● What the task requires:
Reproduce every one of the rows below word for word, line by line, changing nothing.

● Raw data:
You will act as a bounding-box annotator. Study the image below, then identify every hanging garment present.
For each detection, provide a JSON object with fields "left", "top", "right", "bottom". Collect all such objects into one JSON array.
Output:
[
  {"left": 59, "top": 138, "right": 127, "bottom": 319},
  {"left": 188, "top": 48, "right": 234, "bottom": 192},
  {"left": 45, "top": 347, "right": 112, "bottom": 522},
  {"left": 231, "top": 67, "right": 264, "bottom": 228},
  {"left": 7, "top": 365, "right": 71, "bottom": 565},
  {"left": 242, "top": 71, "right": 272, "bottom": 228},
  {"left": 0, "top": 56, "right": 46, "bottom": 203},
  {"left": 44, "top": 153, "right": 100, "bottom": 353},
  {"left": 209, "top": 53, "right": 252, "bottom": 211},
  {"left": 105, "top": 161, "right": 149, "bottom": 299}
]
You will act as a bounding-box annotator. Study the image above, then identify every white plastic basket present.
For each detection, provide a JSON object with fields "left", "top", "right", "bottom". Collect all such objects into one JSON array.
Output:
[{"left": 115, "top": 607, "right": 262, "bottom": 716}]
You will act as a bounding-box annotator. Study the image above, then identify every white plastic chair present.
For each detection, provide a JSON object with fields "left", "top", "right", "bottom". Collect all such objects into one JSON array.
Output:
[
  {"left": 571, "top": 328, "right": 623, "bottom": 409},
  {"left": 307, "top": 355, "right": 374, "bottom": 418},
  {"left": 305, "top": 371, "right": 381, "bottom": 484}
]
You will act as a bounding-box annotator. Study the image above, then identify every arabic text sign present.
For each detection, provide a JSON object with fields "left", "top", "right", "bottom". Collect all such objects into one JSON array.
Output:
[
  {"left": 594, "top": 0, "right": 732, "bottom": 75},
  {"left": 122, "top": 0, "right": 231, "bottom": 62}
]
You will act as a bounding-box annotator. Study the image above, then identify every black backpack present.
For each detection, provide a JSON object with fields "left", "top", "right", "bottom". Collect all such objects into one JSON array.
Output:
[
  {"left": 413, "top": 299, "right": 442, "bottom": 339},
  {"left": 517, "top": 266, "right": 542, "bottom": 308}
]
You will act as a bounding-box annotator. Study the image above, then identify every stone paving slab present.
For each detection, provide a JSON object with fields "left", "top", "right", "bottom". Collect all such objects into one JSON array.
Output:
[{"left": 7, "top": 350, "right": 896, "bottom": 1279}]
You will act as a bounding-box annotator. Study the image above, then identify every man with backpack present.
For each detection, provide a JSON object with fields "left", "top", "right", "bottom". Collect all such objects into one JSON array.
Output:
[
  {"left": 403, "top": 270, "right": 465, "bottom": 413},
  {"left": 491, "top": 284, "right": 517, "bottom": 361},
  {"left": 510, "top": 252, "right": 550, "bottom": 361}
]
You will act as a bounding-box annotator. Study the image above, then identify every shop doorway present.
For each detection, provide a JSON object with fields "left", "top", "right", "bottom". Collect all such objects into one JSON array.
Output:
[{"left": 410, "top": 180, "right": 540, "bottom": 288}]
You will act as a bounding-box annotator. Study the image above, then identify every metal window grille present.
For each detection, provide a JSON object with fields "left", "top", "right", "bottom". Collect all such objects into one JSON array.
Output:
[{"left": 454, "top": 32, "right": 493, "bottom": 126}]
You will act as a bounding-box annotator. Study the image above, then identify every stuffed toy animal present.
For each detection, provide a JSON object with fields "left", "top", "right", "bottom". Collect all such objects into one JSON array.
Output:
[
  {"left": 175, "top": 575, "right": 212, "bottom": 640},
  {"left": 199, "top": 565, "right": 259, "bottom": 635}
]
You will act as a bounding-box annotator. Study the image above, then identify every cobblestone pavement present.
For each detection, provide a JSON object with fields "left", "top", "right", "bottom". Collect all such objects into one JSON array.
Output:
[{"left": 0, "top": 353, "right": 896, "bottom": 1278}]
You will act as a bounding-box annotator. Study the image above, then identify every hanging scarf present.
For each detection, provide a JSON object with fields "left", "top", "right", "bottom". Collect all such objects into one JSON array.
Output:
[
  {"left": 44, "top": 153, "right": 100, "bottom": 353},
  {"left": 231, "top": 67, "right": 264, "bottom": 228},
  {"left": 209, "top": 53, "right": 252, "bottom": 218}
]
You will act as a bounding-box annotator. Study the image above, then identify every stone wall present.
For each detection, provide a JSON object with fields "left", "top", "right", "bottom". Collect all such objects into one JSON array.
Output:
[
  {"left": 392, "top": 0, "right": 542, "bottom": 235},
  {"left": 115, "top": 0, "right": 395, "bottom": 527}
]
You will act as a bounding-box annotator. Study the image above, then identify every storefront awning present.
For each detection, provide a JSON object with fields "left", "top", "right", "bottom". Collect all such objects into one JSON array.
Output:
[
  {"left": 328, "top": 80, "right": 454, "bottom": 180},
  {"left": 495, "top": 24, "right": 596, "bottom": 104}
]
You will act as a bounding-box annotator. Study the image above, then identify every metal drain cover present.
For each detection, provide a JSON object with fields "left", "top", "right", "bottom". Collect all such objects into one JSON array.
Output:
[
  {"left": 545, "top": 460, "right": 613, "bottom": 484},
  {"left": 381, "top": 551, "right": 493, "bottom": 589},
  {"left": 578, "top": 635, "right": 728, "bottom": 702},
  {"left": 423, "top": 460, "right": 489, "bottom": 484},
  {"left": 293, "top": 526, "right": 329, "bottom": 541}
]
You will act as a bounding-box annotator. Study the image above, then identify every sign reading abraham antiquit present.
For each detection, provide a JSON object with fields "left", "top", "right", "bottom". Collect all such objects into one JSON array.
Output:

● Reply to the exercise:
You will act as a bounding-box annotator. Study the image below, then identify every hanging garment present.
For each detection, provide a JSON object with fields "left", "top", "right", "bottom". Collect all such objects into one JSON array.
Output:
[
  {"left": 59, "top": 138, "right": 127, "bottom": 319},
  {"left": 188, "top": 48, "right": 234, "bottom": 192},
  {"left": 45, "top": 347, "right": 112, "bottom": 522},
  {"left": 231, "top": 67, "right": 264, "bottom": 228},
  {"left": 7, "top": 365, "right": 71, "bottom": 565},
  {"left": 242, "top": 71, "right": 272, "bottom": 228},
  {"left": 0, "top": 56, "right": 46, "bottom": 203},
  {"left": 44, "top": 153, "right": 100, "bottom": 353},
  {"left": 209, "top": 53, "right": 252, "bottom": 211},
  {"left": 105, "top": 161, "right": 149, "bottom": 299}
]
You will act as a bounding-box annotator. Study the image above, then identify every white plastic basket present.
For each detection, provide a JSON object with fields "left", "top", "right", "bottom". Collect all such objects into one JSON array.
Output:
[{"left": 115, "top": 607, "right": 262, "bottom": 716}]
You will act as a bounding-box annotator. Study the image above, then identify every white plastic chair present.
For each detection, provide a JSON object with fields "left", "top", "right", "bottom". Collect all such objects into one JSON array.
Output:
[
  {"left": 571, "top": 328, "right": 623, "bottom": 409},
  {"left": 307, "top": 355, "right": 374, "bottom": 418},
  {"left": 305, "top": 371, "right": 381, "bottom": 484}
]
You will act as a bounding-box annotator. Study the image above, then identify every arabic text sign present.
For each detection, provide a JSON object with fields "left", "top", "right", "bottom". Collect all such objects into one JSON array.
Output:
[
  {"left": 594, "top": 0, "right": 732, "bottom": 75},
  {"left": 122, "top": 0, "right": 231, "bottom": 62}
]
You will act as a bounding-box annotator. Study the image above, then identify every black backpack present.
For each detection, provide a JSON object with fields "left", "top", "right", "bottom". Collect all such objects into one JSON array.
Output:
[
  {"left": 413, "top": 299, "right": 442, "bottom": 339},
  {"left": 517, "top": 266, "right": 542, "bottom": 308}
]
You will act as a bounding-box annotator. Study the image above, then identify every stone paving slab present.
For each detection, provide a JSON object with fields "left", "top", "right", "bottom". Collect all such objects into one JSON array.
Output:
[{"left": 7, "top": 350, "right": 896, "bottom": 1279}]
You will act as a bounding-box annotator. Study the image above, then identify every man with backpack present.
For each detection, provide a JSON object with fields "left", "top", "right", "bottom". Collect all such objects into one JSON array.
Output:
[
  {"left": 403, "top": 270, "right": 465, "bottom": 413},
  {"left": 491, "top": 284, "right": 517, "bottom": 361},
  {"left": 510, "top": 252, "right": 550, "bottom": 361}
]
You will act as a bounding-box annotator. Study the image above, then identify every shop doorway present.
For each detection, provide a JSON object with fields "left", "top", "right", "bottom". Collect all such objects into one JSON array.
Output:
[{"left": 410, "top": 180, "right": 540, "bottom": 288}]
You will act as a bounding-box annotator. Study the image above, then identify every metal window grille present.
For each detection, provide a JSON object with fields "left", "top", "right", "bottom". Collect all such objects into one JSON array.
Output:
[{"left": 454, "top": 32, "right": 493, "bottom": 126}]
You will act as a bounding-box annotator. Study the image above, then identify every stuffed toy animal present.
For each detection, provide a JSON object with fields "left", "top", "right", "bottom". Collect all such objects into one JSON array.
Output:
[
  {"left": 175, "top": 575, "right": 212, "bottom": 640},
  {"left": 199, "top": 565, "right": 259, "bottom": 635}
]
You will act as a bounding-box annotator. Study the image above, then identify every cobblestone pavement present.
For each detection, provide a JSON object with fields "left", "top", "right", "bottom". Collect all such objects into one JSON array.
Output:
[{"left": 0, "top": 353, "right": 896, "bottom": 1278}]
You will act as a bounding-box annotator. Study the image above, then identify every hanging scarf present.
For each detection, provide a JSON object with fields "left", "top", "right", "bottom". Collect all such objects into one JSON array.
Output:
[
  {"left": 44, "top": 153, "right": 100, "bottom": 353},
  {"left": 231, "top": 67, "right": 264, "bottom": 228},
  {"left": 209, "top": 53, "right": 252, "bottom": 218}
]
You will act as a bounding-box annotator. Study the image above, then identify every stone wall present.
For each detection, provide a JSON object with fields "left", "top", "right", "bottom". Collect all such objects into one JSON array.
Output:
[
  {"left": 392, "top": 0, "right": 542, "bottom": 235},
  {"left": 115, "top": 0, "right": 395, "bottom": 527}
]
You will act as a bounding-box annotator. Study the image above, then identify every storefront awning present.
For each detection, provide a JSON object with fields "left", "top", "right", "bottom". Collect all such objects into one JSON array.
Output:
[
  {"left": 328, "top": 80, "right": 454, "bottom": 180},
  {"left": 495, "top": 24, "right": 596, "bottom": 104}
]
You will act as a bounding-box annotator. Study the image above, then identify every metal drain cover present.
For each detection, provide a JSON object with fields "left", "top", "right", "bottom". Collect all such objects into one JSON array.
Output:
[
  {"left": 545, "top": 460, "right": 613, "bottom": 484},
  {"left": 381, "top": 551, "right": 493, "bottom": 589},
  {"left": 578, "top": 635, "right": 728, "bottom": 702},
  {"left": 423, "top": 460, "right": 489, "bottom": 484},
  {"left": 293, "top": 526, "right": 329, "bottom": 541}
]
You will act as a bounding-box annotator. Study the image above, then identify every sign reading abraham antiquit present.
For each detection, provide a JSON object with fields "left", "top", "right", "bottom". Collect all such objects into one JSON array.
Output:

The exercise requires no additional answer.